Loop Over All Attributes

string pt_attrs[] = detailintrinsic(1,'pointattributes');
foreach( string pt_attr; pt_attrs ) {
    if( pt_attr ~= 'attr_name*' ) {
        setpointgroup(0, pt_attr, @ptnum, 1);
    }
}

Remove Faces Across Bounding Box

if( relbbox(0,@P).x < rand(@primnum) )
    removeprim(0,@primnum,1);

Torus Knot

float u = float(@ptnum)/(@numpt-1);
u += @Time/10.0;
u %= 1.0;
u *= PI * 2;
float r = 2.0;
float q = 2;
float p = 3;
f@u = u;
@P.x += cos(u*q) * (cos(u*p)+r);
@P.y += sin(u*q) * (cos(u*p)+r);
@P.z += sin(u*p);

Make a Quad

int prim = addprim(0,'poly');
addvertex(0,prim,addpoint(0,set(0,0,0)) );
addvertex(0,prim,addpoint(0,set(1,0,0)) );
addvertex(0,prim,addpoint(0,set(1,0,1)) );
addvertex(0,prim,addpoint(0,set(0,0,1)) );

Make a Grid

for(int i = 0; i<8; i++)    {
    for(int j = 0; j<8; j++)    {
        int prim = addprim(0,'poly');
        addvertex(0,prim,addpoint(0,set(i,0,j)) );
        addvertex(0,prim,addpoint(0,set(i+1,0,j)) );
        addvertex(0,prim,addpoint(0,set(i+1,0,j+1)) );
        addvertex(0,prim,addpoint(0,set(i,0,j+1)) );
    }
}

Make a Circle

vex make circle.gif

This example shows how you can generate a circle or N sided polygon using a for loop, sin and cos.

Run the code in detail mode with an attribute wrangle.

This is essentially the same idea as the circle node but hopefully a beneficial example to see how this type of geometry is generated via VEX.

vex_make_circle_001.hiplc

int prim = addprim(0,'poly');
int seg = chi('segments');
for( int i = 0; i<seg; i++ )  {
    float u = float(i)/seg * 2*PI;
    addvertex(0, prim, addpoint(0, set(sin(u),0,cos(u))) );
}

Groups to Attribute

From zybrand

//convert numbered groups to a numbered attribute
string groups[] = detailintrinsic(0, "primitivegroups");
int prim = @primnum;
string elemnum;

foreach(string i; groups)

Brief A:
Extract each line of the records that contains the word "jacket", treating uppercase and lowercase as different.
Brief B:
Pick up the VEX snippets after their last line and keep writing them.
The records are unrelated to the VEX snippets.

Supplied data:

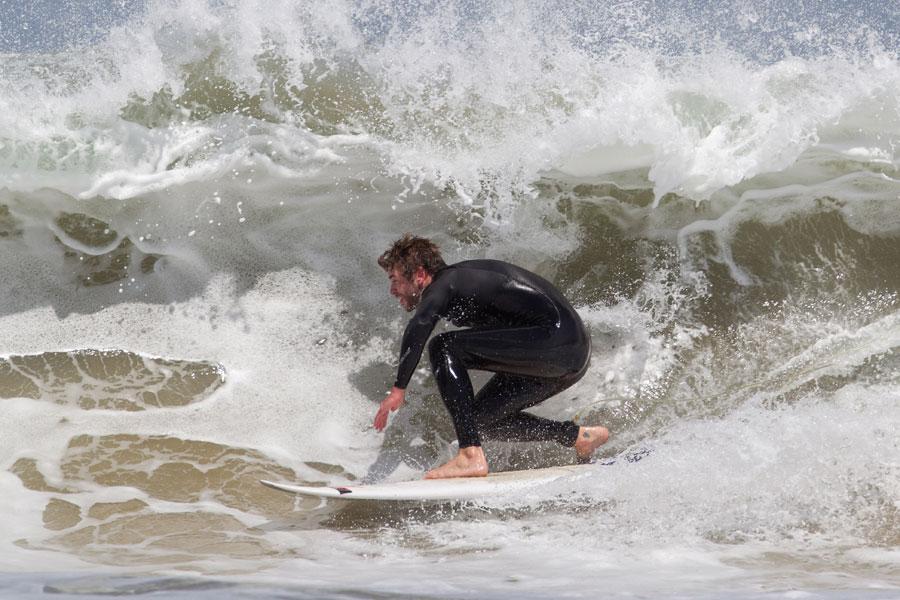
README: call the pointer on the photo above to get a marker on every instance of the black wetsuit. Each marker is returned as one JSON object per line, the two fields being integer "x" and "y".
{"x": 520, "y": 327}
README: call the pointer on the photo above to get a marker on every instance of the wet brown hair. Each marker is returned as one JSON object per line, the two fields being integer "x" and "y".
{"x": 409, "y": 253}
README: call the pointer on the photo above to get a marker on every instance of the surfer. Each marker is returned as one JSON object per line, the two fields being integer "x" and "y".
{"x": 520, "y": 327}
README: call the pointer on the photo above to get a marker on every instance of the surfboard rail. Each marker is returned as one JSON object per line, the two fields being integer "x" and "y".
{"x": 461, "y": 488}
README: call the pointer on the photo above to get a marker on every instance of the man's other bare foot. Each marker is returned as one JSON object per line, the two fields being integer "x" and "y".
{"x": 589, "y": 439}
{"x": 469, "y": 462}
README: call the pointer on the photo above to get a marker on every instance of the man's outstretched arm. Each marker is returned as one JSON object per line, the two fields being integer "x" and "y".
{"x": 394, "y": 400}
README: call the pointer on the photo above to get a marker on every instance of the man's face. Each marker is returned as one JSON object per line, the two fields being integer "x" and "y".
{"x": 405, "y": 290}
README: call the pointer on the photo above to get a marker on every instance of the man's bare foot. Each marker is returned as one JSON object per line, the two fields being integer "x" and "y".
{"x": 469, "y": 462}
{"x": 589, "y": 439}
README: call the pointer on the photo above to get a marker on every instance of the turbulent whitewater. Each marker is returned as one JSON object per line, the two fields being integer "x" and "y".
{"x": 192, "y": 198}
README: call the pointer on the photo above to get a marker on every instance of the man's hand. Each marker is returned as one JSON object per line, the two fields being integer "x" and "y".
{"x": 392, "y": 402}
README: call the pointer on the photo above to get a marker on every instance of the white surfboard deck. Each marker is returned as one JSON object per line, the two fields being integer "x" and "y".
{"x": 461, "y": 488}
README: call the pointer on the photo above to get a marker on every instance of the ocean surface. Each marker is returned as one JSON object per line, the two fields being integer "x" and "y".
{"x": 193, "y": 195}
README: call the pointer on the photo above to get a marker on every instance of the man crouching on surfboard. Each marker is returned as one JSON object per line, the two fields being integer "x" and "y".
{"x": 520, "y": 328}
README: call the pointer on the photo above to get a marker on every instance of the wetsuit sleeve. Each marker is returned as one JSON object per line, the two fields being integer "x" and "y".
{"x": 418, "y": 329}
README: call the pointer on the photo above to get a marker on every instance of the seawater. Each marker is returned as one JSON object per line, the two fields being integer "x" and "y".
{"x": 192, "y": 198}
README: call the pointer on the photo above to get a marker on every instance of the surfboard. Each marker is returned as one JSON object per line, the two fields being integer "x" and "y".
{"x": 462, "y": 488}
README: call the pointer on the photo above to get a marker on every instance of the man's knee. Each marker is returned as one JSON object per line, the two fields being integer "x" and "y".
{"x": 439, "y": 349}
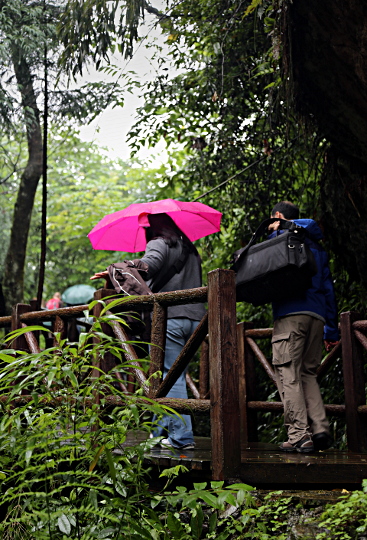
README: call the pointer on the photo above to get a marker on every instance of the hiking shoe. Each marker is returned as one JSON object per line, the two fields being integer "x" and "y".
{"x": 303, "y": 446}
{"x": 166, "y": 442}
{"x": 322, "y": 441}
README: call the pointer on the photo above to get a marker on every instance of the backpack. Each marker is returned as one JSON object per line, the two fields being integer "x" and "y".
{"x": 277, "y": 269}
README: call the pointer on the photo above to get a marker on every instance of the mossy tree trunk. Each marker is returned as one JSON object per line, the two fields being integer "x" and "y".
{"x": 327, "y": 52}
{"x": 13, "y": 280}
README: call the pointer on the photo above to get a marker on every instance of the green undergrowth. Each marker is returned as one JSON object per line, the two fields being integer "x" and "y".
{"x": 68, "y": 470}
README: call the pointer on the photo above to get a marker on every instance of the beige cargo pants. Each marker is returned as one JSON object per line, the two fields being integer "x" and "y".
{"x": 297, "y": 352}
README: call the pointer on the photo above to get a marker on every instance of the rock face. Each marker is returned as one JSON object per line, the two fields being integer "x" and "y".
{"x": 327, "y": 54}
{"x": 329, "y": 65}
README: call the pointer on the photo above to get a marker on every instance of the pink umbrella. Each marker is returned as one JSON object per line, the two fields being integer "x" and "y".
{"x": 125, "y": 230}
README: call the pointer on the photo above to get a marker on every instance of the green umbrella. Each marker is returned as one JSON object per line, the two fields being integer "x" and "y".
{"x": 78, "y": 294}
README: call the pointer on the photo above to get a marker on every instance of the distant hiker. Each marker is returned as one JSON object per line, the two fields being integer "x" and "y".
{"x": 54, "y": 302}
{"x": 299, "y": 327}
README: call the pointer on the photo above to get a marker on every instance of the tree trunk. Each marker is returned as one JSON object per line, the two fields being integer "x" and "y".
{"x": 13, "y": 281}
{"x": 326, "y": 49}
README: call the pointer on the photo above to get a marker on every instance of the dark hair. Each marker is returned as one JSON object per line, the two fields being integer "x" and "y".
{"x": 163, "y": 226}
{"x": 288, "y": 209}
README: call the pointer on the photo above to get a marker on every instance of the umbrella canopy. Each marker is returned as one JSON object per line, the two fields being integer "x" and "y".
{"x": 125, "y": 230}
{"x": 78, "y": 294}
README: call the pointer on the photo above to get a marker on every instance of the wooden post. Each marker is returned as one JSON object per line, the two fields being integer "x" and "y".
{"x": 204, "y": 370}
{"x": 354, "y": 389}
{"x": 247, "y": 386}
{"x": 99, "y": 364}
{"x": 19, "y": 343}
{"x": 158, "y": 340}
{"x": 224, "y": 402}
{"x": 59, "y": 326}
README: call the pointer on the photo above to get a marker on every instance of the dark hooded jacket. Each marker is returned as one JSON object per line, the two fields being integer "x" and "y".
{"x": 319, "y": 298}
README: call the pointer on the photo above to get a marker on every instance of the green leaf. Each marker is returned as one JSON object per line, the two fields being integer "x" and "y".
{"x": 196, "y": 522}
{"x": 213, "y": 520}
{"x": 200, "y": 486}
{"x": 174, "y": 525}
{"x": 64, "y": 524}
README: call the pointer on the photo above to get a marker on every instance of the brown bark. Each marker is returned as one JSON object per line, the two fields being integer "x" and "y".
{"x": 13, "y": 280}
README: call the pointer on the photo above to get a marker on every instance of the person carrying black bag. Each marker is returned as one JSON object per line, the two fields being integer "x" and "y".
{"x": 300, "y": 324}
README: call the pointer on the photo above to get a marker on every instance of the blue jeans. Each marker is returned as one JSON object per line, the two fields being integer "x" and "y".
{"x": 179, "y": 430}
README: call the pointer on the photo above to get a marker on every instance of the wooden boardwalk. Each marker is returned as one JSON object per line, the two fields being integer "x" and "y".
{"x": 264, "y": 465}
{"x": 227, "y": 387}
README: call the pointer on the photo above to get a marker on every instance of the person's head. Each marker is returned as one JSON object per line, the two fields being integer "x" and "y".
{"x": 162, "y": 226}
{"x": 285, "y": 210}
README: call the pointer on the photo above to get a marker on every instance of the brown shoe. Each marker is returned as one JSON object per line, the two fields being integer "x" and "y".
{"x": 303, "y": 446}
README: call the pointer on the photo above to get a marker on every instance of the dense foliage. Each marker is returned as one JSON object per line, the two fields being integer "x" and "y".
{"x": 73, "y": 467}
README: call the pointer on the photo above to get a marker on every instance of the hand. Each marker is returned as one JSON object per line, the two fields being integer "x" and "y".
{"x": 100, "y": 275}
{"x": 329, "y": 345}
{"x": 274, "y": 226}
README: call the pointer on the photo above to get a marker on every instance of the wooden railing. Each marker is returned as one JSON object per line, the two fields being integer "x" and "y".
{"x": 218, "y": 370}
{"x": 227, "y": 385}
{"x": 349, "y": 348}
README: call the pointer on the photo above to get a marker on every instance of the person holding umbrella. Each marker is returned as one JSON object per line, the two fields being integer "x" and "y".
{"x": 168, "y": 246}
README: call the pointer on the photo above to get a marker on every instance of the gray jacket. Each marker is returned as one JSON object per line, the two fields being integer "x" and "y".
{"x": 159, "y": 258}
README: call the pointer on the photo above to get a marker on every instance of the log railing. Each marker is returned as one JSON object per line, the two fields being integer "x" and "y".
{"x": 216, "y": 331}
{"x": 229, "y": 352}
{"x": 349, "y": 348}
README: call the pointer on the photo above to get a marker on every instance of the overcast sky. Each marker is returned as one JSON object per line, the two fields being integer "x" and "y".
{"x": 111, "y": 127}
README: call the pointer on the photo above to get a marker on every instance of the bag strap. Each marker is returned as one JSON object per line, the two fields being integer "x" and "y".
{"x": 260, "y": 231}
{"x": 175, "y": 269}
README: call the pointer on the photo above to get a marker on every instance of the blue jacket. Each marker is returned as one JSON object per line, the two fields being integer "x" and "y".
{"x": 320, "y": 297}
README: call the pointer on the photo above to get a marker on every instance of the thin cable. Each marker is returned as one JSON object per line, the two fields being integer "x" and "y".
{"x": 241, "y": 171}
{"x": 231, "y": 178}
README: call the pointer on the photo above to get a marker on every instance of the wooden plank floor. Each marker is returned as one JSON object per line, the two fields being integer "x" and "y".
{"x": 265, "y": 465}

Task answer A:
README: call the pointer on the photo above to get a marker on every instance of the dark hooded jacket. Each marker is returned as one JSON object per line, the two fields being integer "x" and "y".
README: call the pointer on the photo above to get a marker on every instance of the gray jacket. Each marker is returned as one JSON object per line, the two fields being integer "x" and "y".
README: call the pointer on the photo above to get a marker on every instance of the blue jacket. Each marker is returned as one JSON object per line, the two fields being integer "x" and "y".

Task answer B:
{
    //if the current primitive is in group i
    if(inprimgroup(0,i,prim) == 1)
    {
        elemnum = re_find(r"\d{3,6}",i);
    }
}
s@number = elemnum;


Looping Curl Noise

2022 12 11 looping curl noise.gif


It's possible to achieve seamless looping animation from curl noise by blending between two noises.

In this example one noise function is evaluated at the current time, and a second noise function is evaluated at the time shifted back by the desired loop duration.

The result of these two noise functions are blended from one to the other over the duration.




vex_looping_noises.hiplc

// Position x Frequency
vector p = @P*0.5;
// Speed
float s = 0.5;
// Loop Length (in seconds)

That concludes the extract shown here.